To do: Would you print all of the records below exactly, without skipping any?

Available data:

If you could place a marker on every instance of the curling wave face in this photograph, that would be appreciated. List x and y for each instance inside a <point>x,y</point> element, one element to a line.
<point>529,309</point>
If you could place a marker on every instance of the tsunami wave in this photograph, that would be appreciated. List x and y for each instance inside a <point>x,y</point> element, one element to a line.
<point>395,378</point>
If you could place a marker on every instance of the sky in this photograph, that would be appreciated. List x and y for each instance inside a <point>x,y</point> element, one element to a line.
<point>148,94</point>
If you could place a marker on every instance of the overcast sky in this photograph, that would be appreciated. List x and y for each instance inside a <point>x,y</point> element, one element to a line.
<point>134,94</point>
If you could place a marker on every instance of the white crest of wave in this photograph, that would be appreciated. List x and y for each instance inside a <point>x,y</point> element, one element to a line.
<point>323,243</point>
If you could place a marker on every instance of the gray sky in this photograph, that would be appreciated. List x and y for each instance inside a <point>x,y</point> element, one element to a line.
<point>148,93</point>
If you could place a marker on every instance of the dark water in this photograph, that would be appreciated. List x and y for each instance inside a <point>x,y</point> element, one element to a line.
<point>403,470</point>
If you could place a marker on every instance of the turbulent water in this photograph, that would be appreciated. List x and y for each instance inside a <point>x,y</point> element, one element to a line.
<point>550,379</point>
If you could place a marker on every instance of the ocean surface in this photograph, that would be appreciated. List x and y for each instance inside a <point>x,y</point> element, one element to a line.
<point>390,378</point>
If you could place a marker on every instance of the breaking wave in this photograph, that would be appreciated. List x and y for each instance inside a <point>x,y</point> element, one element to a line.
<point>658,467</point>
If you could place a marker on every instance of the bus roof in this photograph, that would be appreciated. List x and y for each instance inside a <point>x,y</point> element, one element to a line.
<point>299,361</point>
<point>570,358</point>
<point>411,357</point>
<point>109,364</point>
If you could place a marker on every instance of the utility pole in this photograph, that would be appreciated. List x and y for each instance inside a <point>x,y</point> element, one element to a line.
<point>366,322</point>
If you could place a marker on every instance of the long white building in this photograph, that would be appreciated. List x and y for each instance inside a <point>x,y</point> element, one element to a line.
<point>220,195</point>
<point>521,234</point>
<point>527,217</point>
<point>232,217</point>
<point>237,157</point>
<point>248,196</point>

Expected answer:
If you could place a marker on every instance of the curling wave face in this photograph, that would be appreciated. List x and y for each instance inside a <point>x,y</point> element, one element to a line.
<point>529,309</point>
If you could place a marker on every instance of the tsunami wave in this photograph, that would be appreciated. List x and y for each instance inside a <point>x,y</point> element, one element to a line.
<point>395,378</point>
If you could place a marker on every instance of the sky in this photograph, that would be appreciated. List x and y for each instance inside a <point>x,y</point> element, one element to a line.
<point>148,94</point>
If you could place a marker on every instance of the overcast sky in this photograph, that would be appreciated. List x and y for each instance inside a <point>x,y</point> element, one element to a line.
<point>134,94</point>
If you could place a marker on every instance of the white crest of wave in this photograph, that would be appreciated. List x and y for each instance inside a <point>x,y</point> element, one element to a line.
<point>323,243</point>
If you could place a marker on every instance of the gray sky in this photograph, that would be appreciated. List x and y for each instance inside a <point>x,y</point> element, one element to a line.
<point>148,93</point>
If you could place a marker on every instance of the dark water in this photograph, that would be appreciated. List x and y for each instance inside a <point>x,y</point> element, one element to a line.
<point>403,470</point>
If you could place a marker on every instance of the turbulent water in this photograph, that would be appreciated. List x and y for each instance inside a <point>x,y</point> element, one element to a line.
<point>550,379</point>
If you could place a marker on every instance of the ocean surface in this photograph, that would be appreciated. List x and y for each instance inside a <point>x,y</point> element, one element to a line.
<point>390,378</point>
If you could place a marker on every instance of the breaking wave in this photograph, that would be appreciated. List x and y for each instance inside a <point>x,y</point> element, one element to a line.
<point>658,467</point>
If you could place a marker on every instance of the bus roof in this photograph, that would be appreciated. List x and y for each instance inside a <point>x,y</point> element, one element to a line.
<point>299,361</point>
<point>570,358</point>
<point>411,357</point>
<point>109,364</point>
If you could place a marker on every instance of the utility pole in this photograph, that would be appreciated. List x and y for each instance inside a <point>x,y</point> element, one element to a line.
<point>366,322</point>
If you could place a marker on every instance of the long white building in this photograph, that would be appreciated. List x and y for each instance inside a <point>x,y</point> element, one element to a line.
<point>220,195</point>
<point>521,234</point>
<point>527,217</point>
<point>232,217</point>
<point>237,157</point>
<point>248,196</point>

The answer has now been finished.